YOUR TASK =
Reproduce word for word the stretch of the text on Sean Ellis and product-market fit from "If you’re looking" through "different, critical areas.".

TEXT UNDER STUDY =
If you’re looking for experts that can advise you on when and how to scale your startup, Sean Ellis should be one of your first calls. Sean coined the term “growth hacker” in 2010, after helping companies like Dropbox, Eventbrite, LogMeIn, and Lookout achieve breakout success and billion-dollar plus valuations.
Today, he’s the Chief Evangelist at GrowthHackers, a company he founded in 2016 to “help teams work together to drive breakout growth results for ‘must have’ products and services.” During the summer of 2012, Sean spoke at Alchemist and distilled some of his most valuable insights around product-market fit and developing strategies for growth. His advice provides a significant and preliminary roadmap for early-stage founders, as they look to take the next steps with their startups. Sean shared insights across several different, critical areas.
Product-market fit is important…but what exactly does it mean?
For every startup, finding “product-market fit” is a critical early inflection point. Sean notes that Marc Andreessen, founder of a16z, and one of the first people to coin the term, emphasized that founders should be obsessive in pursuing this state. Andreessen sees it as so make-or-break that every business can be categorized in a binary manner, as either “pre” or “post” product-market fit.

RECORDED DATA =
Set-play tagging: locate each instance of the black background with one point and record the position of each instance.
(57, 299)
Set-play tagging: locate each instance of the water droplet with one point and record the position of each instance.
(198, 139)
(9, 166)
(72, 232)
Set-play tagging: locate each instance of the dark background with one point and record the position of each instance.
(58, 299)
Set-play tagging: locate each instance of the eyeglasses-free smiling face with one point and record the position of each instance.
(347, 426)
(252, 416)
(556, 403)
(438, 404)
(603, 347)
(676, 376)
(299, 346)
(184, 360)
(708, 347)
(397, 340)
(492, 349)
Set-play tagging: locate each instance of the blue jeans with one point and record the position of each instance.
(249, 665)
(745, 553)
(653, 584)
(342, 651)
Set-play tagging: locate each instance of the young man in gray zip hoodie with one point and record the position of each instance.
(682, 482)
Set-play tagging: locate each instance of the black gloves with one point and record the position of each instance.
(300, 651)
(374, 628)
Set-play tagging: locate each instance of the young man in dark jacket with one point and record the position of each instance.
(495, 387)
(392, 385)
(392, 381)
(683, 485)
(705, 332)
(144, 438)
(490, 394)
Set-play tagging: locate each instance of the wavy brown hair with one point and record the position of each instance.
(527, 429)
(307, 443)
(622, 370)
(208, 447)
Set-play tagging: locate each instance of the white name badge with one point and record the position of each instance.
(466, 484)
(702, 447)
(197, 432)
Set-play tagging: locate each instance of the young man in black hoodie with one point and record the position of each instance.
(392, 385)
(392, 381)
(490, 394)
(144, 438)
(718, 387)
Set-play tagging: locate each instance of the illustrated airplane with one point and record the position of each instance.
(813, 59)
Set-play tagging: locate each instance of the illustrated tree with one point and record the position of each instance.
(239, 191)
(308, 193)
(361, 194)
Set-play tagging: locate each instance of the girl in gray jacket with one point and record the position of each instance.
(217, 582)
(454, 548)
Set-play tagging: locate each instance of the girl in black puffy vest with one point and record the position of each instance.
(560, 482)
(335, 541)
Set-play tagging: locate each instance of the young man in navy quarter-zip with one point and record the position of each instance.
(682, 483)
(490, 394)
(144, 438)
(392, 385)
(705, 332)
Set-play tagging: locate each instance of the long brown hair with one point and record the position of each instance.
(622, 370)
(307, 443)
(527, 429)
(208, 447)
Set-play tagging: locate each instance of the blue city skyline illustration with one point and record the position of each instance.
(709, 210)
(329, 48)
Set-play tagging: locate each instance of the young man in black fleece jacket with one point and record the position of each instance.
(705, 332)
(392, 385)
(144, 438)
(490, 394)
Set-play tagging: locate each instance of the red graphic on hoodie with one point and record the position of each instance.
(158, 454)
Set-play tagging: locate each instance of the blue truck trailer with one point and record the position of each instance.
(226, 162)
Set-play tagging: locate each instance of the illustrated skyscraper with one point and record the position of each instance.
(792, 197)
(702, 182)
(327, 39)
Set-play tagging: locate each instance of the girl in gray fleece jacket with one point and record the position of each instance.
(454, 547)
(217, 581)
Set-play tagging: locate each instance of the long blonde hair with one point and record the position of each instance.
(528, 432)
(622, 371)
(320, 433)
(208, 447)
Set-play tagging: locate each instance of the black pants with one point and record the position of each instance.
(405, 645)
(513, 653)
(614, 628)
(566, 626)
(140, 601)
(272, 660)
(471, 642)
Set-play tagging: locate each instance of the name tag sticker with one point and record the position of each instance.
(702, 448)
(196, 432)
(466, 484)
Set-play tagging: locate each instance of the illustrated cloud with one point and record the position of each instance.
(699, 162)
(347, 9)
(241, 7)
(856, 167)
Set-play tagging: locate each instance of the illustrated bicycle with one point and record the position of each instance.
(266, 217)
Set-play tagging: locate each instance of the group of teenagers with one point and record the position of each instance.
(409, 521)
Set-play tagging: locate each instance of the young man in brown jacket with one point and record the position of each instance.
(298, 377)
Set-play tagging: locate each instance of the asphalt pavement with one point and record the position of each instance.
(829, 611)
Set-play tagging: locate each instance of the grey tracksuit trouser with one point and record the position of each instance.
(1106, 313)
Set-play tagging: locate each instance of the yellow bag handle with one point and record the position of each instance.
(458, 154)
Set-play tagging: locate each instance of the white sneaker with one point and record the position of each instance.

YOUR RESPONSE =
If you’re looking for experts that can advise you on when and how to scale your startup, Sean Ellis should be one of your first calls. Sean coined the term “growth hacker” in 2010, after helping companies like Dropbox, Eventbrite, LogMeIn, and Lookout achieve breakout success and billion-dollar plus valuations.
Today, he’s the Chief Evangelist at GrowthHackers, a company he founded in 2016 to “help teams work together to drive breakout growth results for ‘must have’ products and services.” During the summer of 2012, Sean spoke at Alchemist and distilled some of his most valuable insights around product-market fit and developing strategies for growth. His advice provides a significant and preliminary roadmap for early-stage founders, as they look to take the next steps with their startups. Sean shared insights across several different, critical areas.